#### [WHAT IS NEEDED]
Give only the number of lines in the records below that contain the word "race", treating uppercase and lowercase as distinct.
===
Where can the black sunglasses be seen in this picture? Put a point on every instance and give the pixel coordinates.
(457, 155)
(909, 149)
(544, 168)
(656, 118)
===
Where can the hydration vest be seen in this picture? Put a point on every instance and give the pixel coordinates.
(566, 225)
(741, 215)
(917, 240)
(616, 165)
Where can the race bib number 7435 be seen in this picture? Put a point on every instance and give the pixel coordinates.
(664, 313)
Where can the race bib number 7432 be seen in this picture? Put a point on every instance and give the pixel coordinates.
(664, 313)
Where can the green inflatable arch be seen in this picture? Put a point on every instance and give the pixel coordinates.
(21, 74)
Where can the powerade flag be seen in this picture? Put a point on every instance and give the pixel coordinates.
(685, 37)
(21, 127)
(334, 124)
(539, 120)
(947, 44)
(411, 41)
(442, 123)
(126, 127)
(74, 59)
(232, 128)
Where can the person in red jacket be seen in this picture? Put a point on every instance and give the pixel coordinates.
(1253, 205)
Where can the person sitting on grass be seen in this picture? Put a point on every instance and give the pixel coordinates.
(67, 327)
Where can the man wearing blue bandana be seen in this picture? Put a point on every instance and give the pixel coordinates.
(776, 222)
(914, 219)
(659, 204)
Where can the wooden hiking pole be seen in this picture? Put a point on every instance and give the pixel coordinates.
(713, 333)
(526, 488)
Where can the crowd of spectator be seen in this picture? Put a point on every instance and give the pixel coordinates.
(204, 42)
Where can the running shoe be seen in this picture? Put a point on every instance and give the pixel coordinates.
===
#### [THE ANSWER]
2